• Task to carry out
Since pictures are not wanted, repeat only the text of the records, word for word.

+++ Task inputs +++

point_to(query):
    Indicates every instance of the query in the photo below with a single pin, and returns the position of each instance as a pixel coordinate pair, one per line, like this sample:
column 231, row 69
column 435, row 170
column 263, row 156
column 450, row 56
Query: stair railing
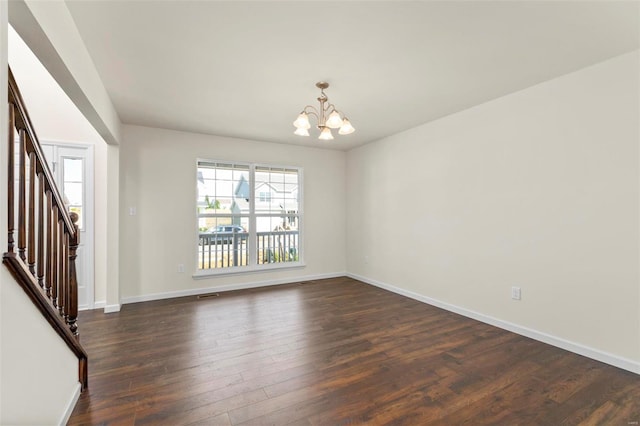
column 42, row 260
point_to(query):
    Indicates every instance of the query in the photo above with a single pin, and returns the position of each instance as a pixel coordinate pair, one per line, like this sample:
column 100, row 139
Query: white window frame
column 252, row 245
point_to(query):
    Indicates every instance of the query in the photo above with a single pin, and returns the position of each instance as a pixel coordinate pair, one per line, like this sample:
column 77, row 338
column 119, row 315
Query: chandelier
column 327, row 115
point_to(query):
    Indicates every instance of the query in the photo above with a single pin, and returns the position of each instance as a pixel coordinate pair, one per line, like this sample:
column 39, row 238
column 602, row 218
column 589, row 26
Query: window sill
column 239, row 270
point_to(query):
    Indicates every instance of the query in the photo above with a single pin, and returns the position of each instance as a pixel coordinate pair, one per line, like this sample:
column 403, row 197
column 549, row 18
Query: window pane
column 233, row 196
column 73, row 169
column 276, row 190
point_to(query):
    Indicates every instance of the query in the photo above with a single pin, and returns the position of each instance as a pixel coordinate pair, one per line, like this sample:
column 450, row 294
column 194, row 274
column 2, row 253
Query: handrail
column 47, row 237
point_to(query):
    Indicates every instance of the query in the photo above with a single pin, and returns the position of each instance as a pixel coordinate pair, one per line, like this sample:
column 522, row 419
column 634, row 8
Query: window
column 249, row 216
column 265, row 197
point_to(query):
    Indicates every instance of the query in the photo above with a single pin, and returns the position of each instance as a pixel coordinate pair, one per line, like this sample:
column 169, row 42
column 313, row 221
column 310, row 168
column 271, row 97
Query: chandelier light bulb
column 325, row 134
column 334, row 121
column 346, row 128
column 327, row 117
column 302, row 122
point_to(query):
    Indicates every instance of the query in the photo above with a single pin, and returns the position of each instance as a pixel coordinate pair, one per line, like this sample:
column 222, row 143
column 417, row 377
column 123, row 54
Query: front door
column 72, row 167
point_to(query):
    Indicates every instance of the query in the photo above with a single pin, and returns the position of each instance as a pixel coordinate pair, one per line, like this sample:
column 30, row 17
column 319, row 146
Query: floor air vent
column 208, row 295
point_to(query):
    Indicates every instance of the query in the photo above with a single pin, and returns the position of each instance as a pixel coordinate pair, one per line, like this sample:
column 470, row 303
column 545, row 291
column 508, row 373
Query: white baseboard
column 70, row 405
column 108, row 309
column 230, row 287
column 598, row 355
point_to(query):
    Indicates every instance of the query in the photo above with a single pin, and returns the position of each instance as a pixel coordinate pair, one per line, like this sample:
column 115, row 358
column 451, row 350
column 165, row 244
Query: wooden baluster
column 41, row 230
column 31, row 226
column 49, row 280
column 54, row 255
column 73, row 279
column 61, row 264
column 65, row 281
column 22, row 191
column 11, row 178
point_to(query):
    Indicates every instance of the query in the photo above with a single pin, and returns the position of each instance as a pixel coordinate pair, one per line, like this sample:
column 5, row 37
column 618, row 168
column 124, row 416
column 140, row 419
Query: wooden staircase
column 42, row 260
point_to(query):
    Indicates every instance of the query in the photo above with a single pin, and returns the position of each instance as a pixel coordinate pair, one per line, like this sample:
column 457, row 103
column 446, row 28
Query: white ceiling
column 245, row 69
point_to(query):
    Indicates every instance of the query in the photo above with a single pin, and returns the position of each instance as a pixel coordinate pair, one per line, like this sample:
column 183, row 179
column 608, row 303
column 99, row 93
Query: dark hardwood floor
column 333, row 352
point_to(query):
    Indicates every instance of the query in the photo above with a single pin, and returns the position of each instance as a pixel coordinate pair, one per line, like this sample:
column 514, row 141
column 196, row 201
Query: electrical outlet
column 515, row 293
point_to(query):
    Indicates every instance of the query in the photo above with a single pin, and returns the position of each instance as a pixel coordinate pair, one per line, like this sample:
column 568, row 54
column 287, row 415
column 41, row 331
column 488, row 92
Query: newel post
column 73, row 280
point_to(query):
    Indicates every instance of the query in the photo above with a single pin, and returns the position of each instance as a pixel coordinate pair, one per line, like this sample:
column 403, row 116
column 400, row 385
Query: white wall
column 158, row 177
column 49, row 30
column 56, row 119
column 538, row 189
column 38, row 373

+++

• Task answer
point_to(query):
    Indicates every instance of the query in the photo below with a single pin, and returns the position of each instance as a pixel coordinate pair, one per line, like this sample:
column 231, row 69
column 435, row 170
column 263, row 156
column 450, row 56
Query: stair railing
column 42, row 260
point_to(query):
    Indicates every instance of the query in the photo above with a single pin, and returns the position of each instance as a pixel coordinate pair, one per line, like this sample:
column 100, row 139
Query: white window frame
column 252, row 245
point_to(query):
    Indicates every instance of the query in the photo above with a single pin, and returns the position of each instance as a pixel coordinate pair, one per line, like this sample:
column 77, row 338
column 119, row 315
Query: chandelier
column 327, row 115
point_to(query):
    Indicates every instance of the query in the photo above with a single pin, and returns the position of each instance as a pixel coordinate pair, one per line, like this sample:
column 39, row 238
column 602, row 218
column 589, row 26
Query: window sill
column 239, row 270
point_to(query):
    Indicates every instance of the query in the photo above with a single pin, and returns the position of each instance as a pixel coordinate pair, one per line, like this sample:
column 403, row 197
column 549, row 18
Query: window pane
column 233, row 196
column 73, row 169
column 276, row 190
point_to(query):
    Indicates every instance of the query in the photo above with a single pin, and returns the position of each instance as a pixel coordinate pair, one per line, like this sample:
column 450, row 294
column 194, row 274
column 2, row 253
Query: handrail
column 47, row 237
point_to(query):
    Indicates every instance of the query in the photo above with a single pin, and returns the position of each instance as a pixel coordinate pair, one per line, like this sample:
column 522, row 419
column 634, row 8
Query: window
column 249, row 216
column 265, row 197
point_to(query):
    Indicates every instance of the query in the photo above with a single pin, and returns the position of each instance as a pixel coordinate pair, one per line, like this sample:
column 169, row 42
column 313, row 221
column 310, row 168
column 271, row 97
Query: chandelier light bulb
column 325, row 134
column 334, row 121
column 346, row 128
column 327, row 117
column 302, row 122
point_to(query):
    Indicates every instance of the query in the photo above with a single pin, and returns the position of each instance as a pixel coordinate pair, one per line, like this sample:
column 222, row 143
column 417, row 377
column 123, row 54
Query: front door
column 72, row 167
point_to(query):
    Indicates every instance of the query in the photo above with a single pin, and returns the position of each instance as a pixel coordinate pair, one per line, like this sample:
column 30, row 17
column 319, row 146
Query: floor air vent
column 208, row 295
point_to(query):
    Indicates every instance of the query in the photo above with a single pin, and returns the position of each instance as a pixel coordinate pair, one per line, like this sample:
column 470, row 303
column 545, row 291
column 508, row 373
Query: white baseboard
column 70, row 405
column 108, row 309
column 230, row 287
column 598, row 355
point_to(query):
    Indicates every instance of the query in the photo above with a single pin, and returns the position of each instance as a pixel coordinate pair, one per line, like this sample:
column 115, row 358
column 451, row 350
column 165, row 244
Query: wooden baluster
column 41, row 230
column 31, row 226
column 49, row 280
column 54, row 255
column 73, row 279
column 61, row 264
column 65, row 281
column 22, row 191
column 11, row 178
point_to(query):
    Indicates every instance of the query in the photo above with a single pin, and returns the position of each instance as a pixel coordinate pair, one per line, like this sample:
column 5, row 37
column 618, row 168
column 124, row 416
column 140, row 419
Query: wooden staircase
column 42, row 260
point_to(query):
    Indicates every instance of the query in the photo above with a single pin, and returns the position of each instance as a pixel coordinate pair, one per line, like this sample:
column 457, row 103
column 446, row 28
Query: white ceiling
column 245, row 69
point_to(query):
    Indicates every instance of the query in the photo above with a single pin, and returns the position of each instance as a pixel coordinate pair, one per line, like this sample:
column 183, row 179
column 608, row 303
column 99, row 93
Query: dark hardwood floor
column 333, row 352
point_to(query):
    Indicates every instance of the query in the photo above with a single pin, and returns the position of each instance as a pixel coordinate pair, one per line, like this sample:
column 514, row 141
column 196, row 201
Query: electrical outlet
column 515, row 293
point_to(query):
    Indicates every instance of the query in the photo above with a single pin, and returns the position of each instance as a pixel coordinate pair, one per line, like this sample:
column 568, row 54
column 287, row 415
column 41, row 331
column 488, row 92
Query: newel post
column 73, row 280
point_to(query):
    Indicates every instance of the query in the photo above with a single pin, and returns the position of each instance as a pixel coordinate pair, one per line, like this sample:
column 403, row 116
column 400, row 385
Query: white wall
column 158, row 177
column 49, row 30
column 56, row 119
column 538, row 189
column 38, row 373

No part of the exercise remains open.